• _REQUIRED TASKS_:
a - According to the article on mid-level home builders, which survey's rankings were used to select the builders who were interviewed?
b - From the article on mid-level home builders, reproduce the passage between "Whenever industry ranks" and "with important takeaways.", inclusive.
c - Carry on the article about mid-level home builders from the point at which it stops.

Building middle ground

In looking ahead to 2013, we asked builders who placed in the middle of the pack in our survey about the lessons they learned from the downturn, and how they are applying that information to future opportunities.

By Kyle Clapham, Managing Editor | May 24, 2013

Whenever industry ranks are published, an inordinate amount of time is spent focusing on the top of the list. Granted, the builders at the front of Professional Builder’s Housing Giants survey enjoy a disproportionate share of influence in the industry because of their size. But the sheer volume of their transactions can obscure finer business points as the housing market emerges from a downturn rife with important takeaways.

Enter the mid-level guys. These builders must account for what they lack in size with astute observations, calculated foresight, and shrewd reactions. These companies had to batten down the hatches and weather the crash with resources that paled in comparison with the largest U.S. builders. 
In looking ahead to 2013, we asked builders who placed in the middle of the pack in our survey about the lessons they learned from the downturn, and how they are applying that information to future opportunities. Here’s a recap of some of the responses we received:

The Corky McMillin Companies
San Diego, Calif.

(Extracted records)
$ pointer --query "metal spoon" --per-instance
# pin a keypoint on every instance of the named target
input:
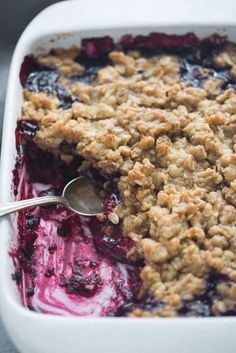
(79, 196)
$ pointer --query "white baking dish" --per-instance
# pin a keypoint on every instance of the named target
(65, 24)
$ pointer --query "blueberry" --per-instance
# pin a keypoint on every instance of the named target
(43, 80)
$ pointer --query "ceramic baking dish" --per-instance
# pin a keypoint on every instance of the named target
(65, 24)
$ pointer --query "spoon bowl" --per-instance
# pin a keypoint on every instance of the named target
(82, 197)
(79, 196)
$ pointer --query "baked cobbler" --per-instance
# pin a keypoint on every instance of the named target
(152, 121)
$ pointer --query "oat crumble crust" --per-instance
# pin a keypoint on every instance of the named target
(172, 149)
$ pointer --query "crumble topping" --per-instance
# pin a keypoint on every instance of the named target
(168, 139)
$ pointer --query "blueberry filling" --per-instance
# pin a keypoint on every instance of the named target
(38, 78)
(197, 65)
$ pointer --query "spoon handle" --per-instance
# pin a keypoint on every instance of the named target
(37, 201)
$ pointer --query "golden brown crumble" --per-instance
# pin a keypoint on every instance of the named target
(173, 148)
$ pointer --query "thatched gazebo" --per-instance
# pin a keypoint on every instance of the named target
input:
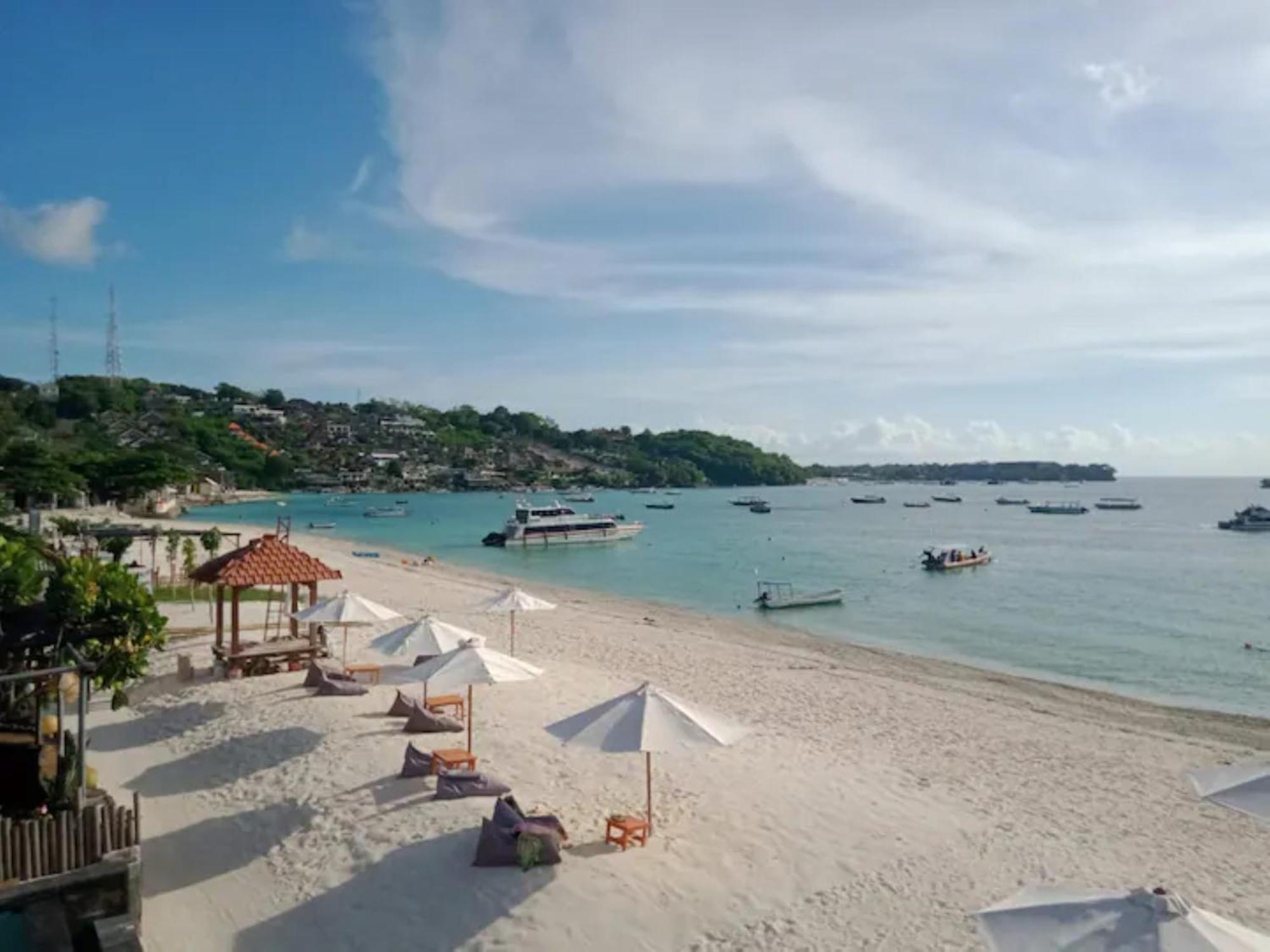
(264, 562)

• _RESULTS IN ORDER_:
a - Professional Builder's Housing Giants survey

b -
Whenever industry ranks are published, an inordinate amount of time is spent focusing on the top of the list. Granted, the builders at the front of Professional Builder’s Housing Giants survey enjoy a disproportionate share of influence in the industry because of their size. But the sheer volume of their transactions can obscure finer business points as the housing market emerges from a downturn rife with important takeaways.

c -
Housing Giants rank: 103

The Corky McMillin Companies continues to move ahead with Millenia, a new mixed-use urban center in Chula Vista, Calif., that offers a unique hybrid alternative to traditional suburban developments and transitional urban neighborhoods.
The 210-acre development will include two-and three-story townhomes targeted to move-down buyers and couples with no kids, which is a departure from the company’s usual client base—families and first-time buyers, says Mark McMillin, president and CEO.
Corky McMillin recently filed for LEED certification for the entire Millenia neighborhood. “It’s more than a marketing tool—it’s recognition of the sustainable design of the project,” McMillin says.
The firm, which builds primarily in California, has been buying land in San Antonio because sellers will generally option it there. The area is buoyed by a strong military presence and private job market, McMillin says.
Corky McMillin has been constructing specs at a rate close to just 10 percent, a common theme among builders as housing inventory languishes at historic lows. Having too many unsold specs can impede the start of new homes, but specs keep the sales rate moving, which should be three or four houses per month, McMillin says.
“Working with the banks and starting specs has been tougher than it used to be, but it is slowly getting better,” he adds.

Goodall Homes
Gallatin, Tenn.
Housing Giants rank: 132

Goodall Homes has offered three basic products for the last three years: single family (small and large), one-level condominiums, and two-story townhomes. The one-level condominiums continue to be a strong seller as more people opt for simplified, open floor plans, and the two-story townhouses perform amply when located in or near an urban area, says COO Keith Porterfield.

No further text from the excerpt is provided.